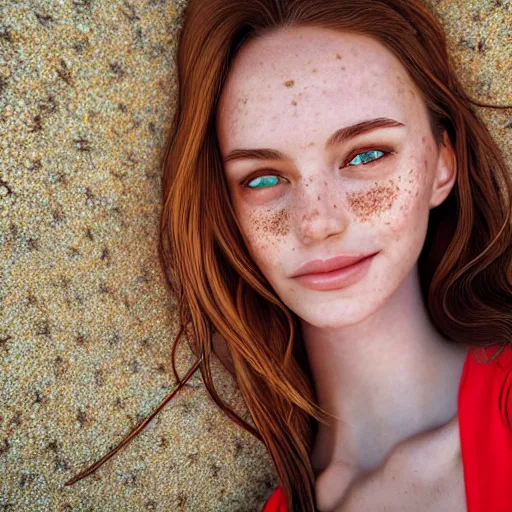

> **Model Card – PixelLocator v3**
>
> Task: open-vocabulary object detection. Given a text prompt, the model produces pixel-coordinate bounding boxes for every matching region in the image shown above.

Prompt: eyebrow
[223,117,406,164]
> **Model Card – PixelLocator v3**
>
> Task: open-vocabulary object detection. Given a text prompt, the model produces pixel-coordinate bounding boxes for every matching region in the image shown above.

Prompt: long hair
[66,1,512,510]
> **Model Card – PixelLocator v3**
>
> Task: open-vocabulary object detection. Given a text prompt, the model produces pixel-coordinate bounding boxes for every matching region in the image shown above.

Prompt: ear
[429,131,457,210]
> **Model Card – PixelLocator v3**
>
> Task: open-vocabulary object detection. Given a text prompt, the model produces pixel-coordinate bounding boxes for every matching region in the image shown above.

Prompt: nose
[297,178,350,245]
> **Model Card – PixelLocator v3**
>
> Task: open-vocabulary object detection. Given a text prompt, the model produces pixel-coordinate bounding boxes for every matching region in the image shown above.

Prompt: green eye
[349,150,385,166]
[246,175,280,189]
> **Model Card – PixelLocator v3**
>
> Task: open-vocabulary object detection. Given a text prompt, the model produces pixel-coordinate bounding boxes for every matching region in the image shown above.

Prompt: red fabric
[261,344,512,512]
[262,485,287,512]
[458,344,512,511]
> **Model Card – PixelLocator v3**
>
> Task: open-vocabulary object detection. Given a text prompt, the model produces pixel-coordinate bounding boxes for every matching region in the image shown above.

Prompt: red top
[262,344,512,512]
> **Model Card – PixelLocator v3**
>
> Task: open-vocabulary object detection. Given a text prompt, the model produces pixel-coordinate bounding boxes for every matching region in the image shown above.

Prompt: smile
[292,252,378,291]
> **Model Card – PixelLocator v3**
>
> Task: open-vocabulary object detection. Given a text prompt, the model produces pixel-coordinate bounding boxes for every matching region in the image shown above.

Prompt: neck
[301,265,470,476]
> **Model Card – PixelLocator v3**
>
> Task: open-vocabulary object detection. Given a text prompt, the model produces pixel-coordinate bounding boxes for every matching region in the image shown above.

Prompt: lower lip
[293,253,378,291]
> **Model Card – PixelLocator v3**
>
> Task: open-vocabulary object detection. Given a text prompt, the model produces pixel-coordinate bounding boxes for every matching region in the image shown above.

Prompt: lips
[291,252,378,277]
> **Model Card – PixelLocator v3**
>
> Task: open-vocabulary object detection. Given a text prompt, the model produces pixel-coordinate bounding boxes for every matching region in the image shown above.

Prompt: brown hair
[66,0,512,510]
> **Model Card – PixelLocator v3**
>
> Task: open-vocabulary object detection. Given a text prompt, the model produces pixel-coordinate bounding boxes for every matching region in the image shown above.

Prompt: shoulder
[261,486,286,512]
[467,343,512,372]
[460,343,512,431]
[462,343,512,389]
[459,344,512,505]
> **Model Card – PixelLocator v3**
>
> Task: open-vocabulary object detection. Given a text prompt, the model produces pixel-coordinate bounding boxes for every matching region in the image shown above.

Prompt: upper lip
[290,252,378,277]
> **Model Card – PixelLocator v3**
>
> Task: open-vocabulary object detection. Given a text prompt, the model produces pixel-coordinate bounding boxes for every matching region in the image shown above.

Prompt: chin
[289,297,380,330]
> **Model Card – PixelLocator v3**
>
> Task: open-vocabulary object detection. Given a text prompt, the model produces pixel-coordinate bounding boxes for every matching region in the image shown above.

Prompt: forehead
[216,26,424,154]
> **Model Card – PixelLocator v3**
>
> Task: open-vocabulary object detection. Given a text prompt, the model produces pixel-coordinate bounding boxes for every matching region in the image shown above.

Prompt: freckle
[307,142,315,147]
[302,209,319,222]
[341,66,346,71]
[312,68,318,73]
[284,80,295,87]
[323,181,327,186]
[251,208,291,239]
[317,195,321,200]
[422,136,426,144]
[309,177,313,183]
[346,181,399,222]
[336,53,343,59]
[291,100,297,106]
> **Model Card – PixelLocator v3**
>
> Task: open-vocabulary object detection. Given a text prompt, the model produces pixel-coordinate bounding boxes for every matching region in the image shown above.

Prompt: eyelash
[240,147,394,189]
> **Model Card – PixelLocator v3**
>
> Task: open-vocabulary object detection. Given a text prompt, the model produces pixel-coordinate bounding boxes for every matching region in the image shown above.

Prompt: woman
[65,0,512,510]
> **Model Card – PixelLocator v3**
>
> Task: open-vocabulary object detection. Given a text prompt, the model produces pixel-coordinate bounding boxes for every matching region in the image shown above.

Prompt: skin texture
[216,26,469,511]
[318,414,466,511]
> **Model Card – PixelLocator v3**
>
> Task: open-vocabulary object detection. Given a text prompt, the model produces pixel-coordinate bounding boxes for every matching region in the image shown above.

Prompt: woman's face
[216,26,456,329]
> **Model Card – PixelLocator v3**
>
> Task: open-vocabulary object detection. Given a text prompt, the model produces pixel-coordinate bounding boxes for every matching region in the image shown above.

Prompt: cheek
[388,167,431,245]
[346,166,430,240]
[345,179,400,222]
[237,206,292,265]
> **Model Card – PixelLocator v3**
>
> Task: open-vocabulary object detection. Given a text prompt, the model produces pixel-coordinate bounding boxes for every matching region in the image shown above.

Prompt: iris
[349,150,385,165]
[247,175,280,189]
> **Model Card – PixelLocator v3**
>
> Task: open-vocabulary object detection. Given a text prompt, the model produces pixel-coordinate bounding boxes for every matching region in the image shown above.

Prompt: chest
[332,449,466,511]
[315,418,467,511]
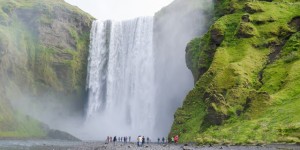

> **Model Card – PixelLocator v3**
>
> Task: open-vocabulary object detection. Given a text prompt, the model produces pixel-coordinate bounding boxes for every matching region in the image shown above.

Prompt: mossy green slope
[170,0,300,144]
[0,0,93,138]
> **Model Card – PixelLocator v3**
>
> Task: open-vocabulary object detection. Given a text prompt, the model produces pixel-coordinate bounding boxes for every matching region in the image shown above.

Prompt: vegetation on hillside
[0,0,93,138]
[170,0,300,145]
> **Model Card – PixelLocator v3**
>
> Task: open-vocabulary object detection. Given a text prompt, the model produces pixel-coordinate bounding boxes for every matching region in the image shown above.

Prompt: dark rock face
[47,129,81,141]
[201,91,229,128]
[28,6,90,50]
[289,16,300,31]
[242,14,251,22]
[204,106,228,126]
[211,28,224,46]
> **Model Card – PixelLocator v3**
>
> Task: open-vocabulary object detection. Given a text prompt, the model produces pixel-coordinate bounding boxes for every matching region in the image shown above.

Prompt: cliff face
[153,0,213,135]
[171,0,300,144]
[0,0,93,138]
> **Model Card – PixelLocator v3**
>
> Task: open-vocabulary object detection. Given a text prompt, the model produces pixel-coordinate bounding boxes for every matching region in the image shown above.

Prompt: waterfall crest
[86,17,156,137]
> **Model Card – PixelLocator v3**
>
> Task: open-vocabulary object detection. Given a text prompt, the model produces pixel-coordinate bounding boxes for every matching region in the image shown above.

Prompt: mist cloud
[8,0,214,141]
[64,0,174,20]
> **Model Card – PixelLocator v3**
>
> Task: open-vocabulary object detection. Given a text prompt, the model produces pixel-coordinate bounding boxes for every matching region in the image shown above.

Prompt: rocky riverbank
[0,140,299,150]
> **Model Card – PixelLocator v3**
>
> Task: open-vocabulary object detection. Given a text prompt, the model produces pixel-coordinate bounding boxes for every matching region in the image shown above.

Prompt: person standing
[139,136,143,147]
[174,135,179,143]
[171,137,174,143]
[113,136,117,146]
[162,137,165,144]
[146,137,150,144]
[106,136,109,144]
[157,138,160,144]
[142,136,145,146]
[129,136,131,142]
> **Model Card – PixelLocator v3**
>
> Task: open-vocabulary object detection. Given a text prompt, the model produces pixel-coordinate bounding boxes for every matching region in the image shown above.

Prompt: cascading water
[86,17,156,137]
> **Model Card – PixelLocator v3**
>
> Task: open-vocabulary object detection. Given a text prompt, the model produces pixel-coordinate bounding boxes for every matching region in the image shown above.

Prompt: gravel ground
[0,141,299,150]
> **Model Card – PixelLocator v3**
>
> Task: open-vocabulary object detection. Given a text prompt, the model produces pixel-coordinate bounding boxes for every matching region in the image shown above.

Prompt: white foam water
[86,17,156,137]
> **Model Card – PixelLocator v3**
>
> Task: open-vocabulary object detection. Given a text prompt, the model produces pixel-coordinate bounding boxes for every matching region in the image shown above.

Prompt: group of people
[157,137,166,144]
[106,136,131,145]
[157,135,179,144]
[136,136,151,147]
[105,135,179,147]
[171,135,179,143]
[106,135,179,146]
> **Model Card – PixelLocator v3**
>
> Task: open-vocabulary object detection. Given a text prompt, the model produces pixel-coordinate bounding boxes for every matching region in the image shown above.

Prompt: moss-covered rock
[236,22,258,38]
[0,0,93,139]
[244,2,264,14]
[185,22,224,81]
[171,0,300,145]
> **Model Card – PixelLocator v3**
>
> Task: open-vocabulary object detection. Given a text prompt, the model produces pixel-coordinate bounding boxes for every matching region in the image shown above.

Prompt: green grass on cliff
[171,0,300,145]
[0,97,46,138]
[0,0,93,19]
[0,0,92,91]
[0,113,47,138]
[0,0,92,138]
[0,5,49,138]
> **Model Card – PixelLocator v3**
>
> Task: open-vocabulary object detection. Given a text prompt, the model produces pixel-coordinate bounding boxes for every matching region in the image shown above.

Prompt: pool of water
[0,140,93,150]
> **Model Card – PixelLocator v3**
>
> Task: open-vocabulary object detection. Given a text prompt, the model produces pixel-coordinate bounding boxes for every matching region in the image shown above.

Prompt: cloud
[64,0,173,20]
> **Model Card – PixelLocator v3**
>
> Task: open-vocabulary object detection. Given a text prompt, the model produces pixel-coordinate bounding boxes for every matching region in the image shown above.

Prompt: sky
[64,0,174,20]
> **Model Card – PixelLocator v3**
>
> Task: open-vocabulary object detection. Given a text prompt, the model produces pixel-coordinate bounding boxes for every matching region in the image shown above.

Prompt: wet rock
[182,146,193,150]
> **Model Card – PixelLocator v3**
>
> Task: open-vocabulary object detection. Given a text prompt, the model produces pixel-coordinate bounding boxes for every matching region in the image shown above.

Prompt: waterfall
[86,17,156,137]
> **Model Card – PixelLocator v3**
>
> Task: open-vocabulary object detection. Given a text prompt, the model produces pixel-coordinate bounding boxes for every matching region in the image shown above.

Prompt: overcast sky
[64,0,174,20]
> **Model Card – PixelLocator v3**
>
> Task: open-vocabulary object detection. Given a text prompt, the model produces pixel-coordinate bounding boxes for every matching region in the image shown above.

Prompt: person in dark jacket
[113,136,117,145]
[142,136,145,146]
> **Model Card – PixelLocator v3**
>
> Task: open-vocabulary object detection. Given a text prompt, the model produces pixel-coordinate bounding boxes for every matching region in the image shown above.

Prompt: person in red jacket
[174,135,179,143]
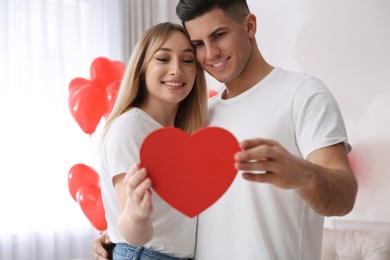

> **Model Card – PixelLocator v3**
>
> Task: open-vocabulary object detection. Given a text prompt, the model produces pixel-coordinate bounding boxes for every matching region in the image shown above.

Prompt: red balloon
[208,89,218,98]
[77,185,107,231]
[68,57,125,134]
[68,81,107,134]
[104,80,121,118]
[112,61,126,75]
[68,164,100,202]
[68,77,90,92]
[90,57,125,91]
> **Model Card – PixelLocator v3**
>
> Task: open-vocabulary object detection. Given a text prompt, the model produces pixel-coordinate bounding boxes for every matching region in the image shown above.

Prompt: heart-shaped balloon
[140,127,240,218]
[68,57,125,134]
[68,81,107,135]
[68,77,90,92]
[90,57,125,91]
[68,163,100,202]
[104,79,121,119]
[208,89,219,98]
[76,184,107,231]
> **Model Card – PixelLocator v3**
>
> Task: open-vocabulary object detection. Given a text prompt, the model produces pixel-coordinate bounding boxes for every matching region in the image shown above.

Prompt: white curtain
[0,0,171,258]
[122,0,173,60]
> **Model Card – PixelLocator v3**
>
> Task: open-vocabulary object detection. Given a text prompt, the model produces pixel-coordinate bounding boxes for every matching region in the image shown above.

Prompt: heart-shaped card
[140,126,240,218]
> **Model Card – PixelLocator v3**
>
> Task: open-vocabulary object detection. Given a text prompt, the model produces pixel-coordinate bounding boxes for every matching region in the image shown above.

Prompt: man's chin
[206,71,229,83]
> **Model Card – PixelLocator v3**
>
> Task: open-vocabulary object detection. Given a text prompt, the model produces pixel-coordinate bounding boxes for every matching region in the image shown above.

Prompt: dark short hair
[176,0,250,25]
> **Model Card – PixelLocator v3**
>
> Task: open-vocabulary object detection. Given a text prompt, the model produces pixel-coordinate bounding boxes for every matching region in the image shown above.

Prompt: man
[92,0,357,259]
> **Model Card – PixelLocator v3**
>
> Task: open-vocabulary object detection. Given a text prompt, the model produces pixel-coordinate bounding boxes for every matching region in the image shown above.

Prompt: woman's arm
[114,165,154,245]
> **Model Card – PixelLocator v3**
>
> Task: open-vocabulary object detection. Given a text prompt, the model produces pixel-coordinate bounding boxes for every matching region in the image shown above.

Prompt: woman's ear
[244,13,257,39]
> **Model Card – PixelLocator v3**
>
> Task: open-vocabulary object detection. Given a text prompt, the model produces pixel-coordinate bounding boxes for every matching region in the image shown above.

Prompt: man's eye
[215,32,225,39]
[192,42,204,48]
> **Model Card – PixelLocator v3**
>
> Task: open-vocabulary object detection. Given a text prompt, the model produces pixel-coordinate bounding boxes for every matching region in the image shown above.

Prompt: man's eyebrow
[208,27,227,38]
[190,26,227,43]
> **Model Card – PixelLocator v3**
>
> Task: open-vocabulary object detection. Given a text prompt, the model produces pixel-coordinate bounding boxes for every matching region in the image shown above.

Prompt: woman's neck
[138,102,179,127]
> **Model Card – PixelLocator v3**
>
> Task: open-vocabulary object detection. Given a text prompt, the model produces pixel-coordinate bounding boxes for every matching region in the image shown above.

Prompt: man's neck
[223,59,274,99]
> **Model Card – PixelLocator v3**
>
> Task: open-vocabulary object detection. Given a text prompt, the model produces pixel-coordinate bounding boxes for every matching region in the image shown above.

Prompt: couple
[93,0,358,259]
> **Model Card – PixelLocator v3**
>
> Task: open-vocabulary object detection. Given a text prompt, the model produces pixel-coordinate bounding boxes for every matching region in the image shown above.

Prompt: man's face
[184,8,252,84]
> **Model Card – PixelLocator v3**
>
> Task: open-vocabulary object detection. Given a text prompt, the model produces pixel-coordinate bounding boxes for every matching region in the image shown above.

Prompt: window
[0,0,124,234]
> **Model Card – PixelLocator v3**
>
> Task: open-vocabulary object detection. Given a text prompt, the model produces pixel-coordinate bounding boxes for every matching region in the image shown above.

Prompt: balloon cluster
[67,57,125,231]
[68,57,125,135]
[68,164,107,231]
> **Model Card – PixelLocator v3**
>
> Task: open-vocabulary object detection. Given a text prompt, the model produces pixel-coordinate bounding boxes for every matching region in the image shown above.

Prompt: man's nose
[205,43,221,60]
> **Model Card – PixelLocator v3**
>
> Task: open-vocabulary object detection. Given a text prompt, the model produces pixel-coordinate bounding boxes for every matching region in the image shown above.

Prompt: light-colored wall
[166,0,390,225]
[249,0,390,225]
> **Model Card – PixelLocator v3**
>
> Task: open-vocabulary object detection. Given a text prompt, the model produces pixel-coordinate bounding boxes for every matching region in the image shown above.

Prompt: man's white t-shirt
[99,108,197,258]
[194,68,350,260]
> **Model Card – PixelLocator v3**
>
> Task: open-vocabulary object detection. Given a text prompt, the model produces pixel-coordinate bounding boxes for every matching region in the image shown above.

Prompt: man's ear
[244,13,257,39]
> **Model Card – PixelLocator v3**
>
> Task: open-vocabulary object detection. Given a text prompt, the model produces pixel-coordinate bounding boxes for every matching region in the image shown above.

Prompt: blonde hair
[101,22,208,145]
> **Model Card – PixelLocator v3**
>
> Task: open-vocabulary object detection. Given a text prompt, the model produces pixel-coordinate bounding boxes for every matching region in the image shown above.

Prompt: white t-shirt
[99,108,197,258]
[194,68,350,260]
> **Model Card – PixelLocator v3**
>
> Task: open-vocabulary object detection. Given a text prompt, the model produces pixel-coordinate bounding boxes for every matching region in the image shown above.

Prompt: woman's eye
[156,58,169,62]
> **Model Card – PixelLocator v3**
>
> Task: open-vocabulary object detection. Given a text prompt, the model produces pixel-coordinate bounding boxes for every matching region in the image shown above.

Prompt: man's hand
[91,233,113,260]
[234,138,307,189]
[234,138,357,216]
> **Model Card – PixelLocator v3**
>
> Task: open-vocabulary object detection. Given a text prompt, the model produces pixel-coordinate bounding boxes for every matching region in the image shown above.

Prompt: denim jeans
[113,243,192,260]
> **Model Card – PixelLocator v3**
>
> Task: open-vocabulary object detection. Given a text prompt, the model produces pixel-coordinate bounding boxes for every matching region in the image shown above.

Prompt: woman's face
[144,30,197,108]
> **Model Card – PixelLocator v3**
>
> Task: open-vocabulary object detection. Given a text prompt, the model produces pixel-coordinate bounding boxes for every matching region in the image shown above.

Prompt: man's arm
[235,139,358,216]
[299,143,357,216]
[91,233,113,260]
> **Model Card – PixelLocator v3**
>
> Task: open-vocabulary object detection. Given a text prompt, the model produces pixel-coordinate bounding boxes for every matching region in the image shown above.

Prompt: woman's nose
[169,61,182,76]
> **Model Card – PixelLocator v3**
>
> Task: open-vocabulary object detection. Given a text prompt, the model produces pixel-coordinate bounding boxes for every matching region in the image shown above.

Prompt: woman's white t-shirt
[99,108,197,258]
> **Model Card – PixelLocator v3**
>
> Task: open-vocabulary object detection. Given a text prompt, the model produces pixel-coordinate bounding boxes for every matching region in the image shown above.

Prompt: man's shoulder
[273,67,316,82]
[270,67,326,90]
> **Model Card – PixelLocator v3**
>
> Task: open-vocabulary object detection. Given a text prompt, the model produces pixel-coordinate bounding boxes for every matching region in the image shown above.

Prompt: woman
[99,22,208,260]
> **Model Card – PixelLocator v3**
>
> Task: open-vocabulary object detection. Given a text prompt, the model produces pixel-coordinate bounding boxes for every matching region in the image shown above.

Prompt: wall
[248,0,390,225]
[167,0,390,225]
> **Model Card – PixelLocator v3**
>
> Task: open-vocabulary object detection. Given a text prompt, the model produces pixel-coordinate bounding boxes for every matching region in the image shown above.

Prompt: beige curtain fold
[121,0,178,61]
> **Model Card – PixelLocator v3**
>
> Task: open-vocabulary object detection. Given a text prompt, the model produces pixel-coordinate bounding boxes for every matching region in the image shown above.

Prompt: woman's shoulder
[109,108,161,136]
[113,108,148,125]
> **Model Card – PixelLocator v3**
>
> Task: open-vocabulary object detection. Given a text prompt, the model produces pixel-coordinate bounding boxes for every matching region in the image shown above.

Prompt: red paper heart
[140,127,240,218]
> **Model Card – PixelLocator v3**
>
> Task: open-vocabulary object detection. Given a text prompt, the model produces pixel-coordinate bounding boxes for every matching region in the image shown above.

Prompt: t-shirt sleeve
[102,115,146,179]
[293,77,351,159]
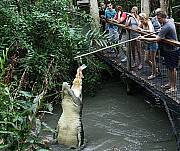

------------------------------------

- _ACTIVITY_
Your copy should hold exactly the lines from the one with "Prompt: woman's shoulder" through the end of the records, both included, and no pictures.

- _RESULT_
Prompt: woman's shoulder
[109,108,161,136]
[113,108,148,125]
> **Model Card – PixelLocator v3**
>
> Task: open-vocabulary object detection. Given a text prompt, the model produces pixel-coordinate bounding boxes for every matching region in the image shown above.

Prompt: red paper heart
[140,127,240,218]
> **Model Card – PixelLocator v3**
>
> Task: open-vocabulary object detection. Given a text prompt, the model produces pixel-coordinate bounding boxes for every matching region in the image shown above.

Prompt: t-shirt sleeve
[102,115,146,179]
[293,77,351,159]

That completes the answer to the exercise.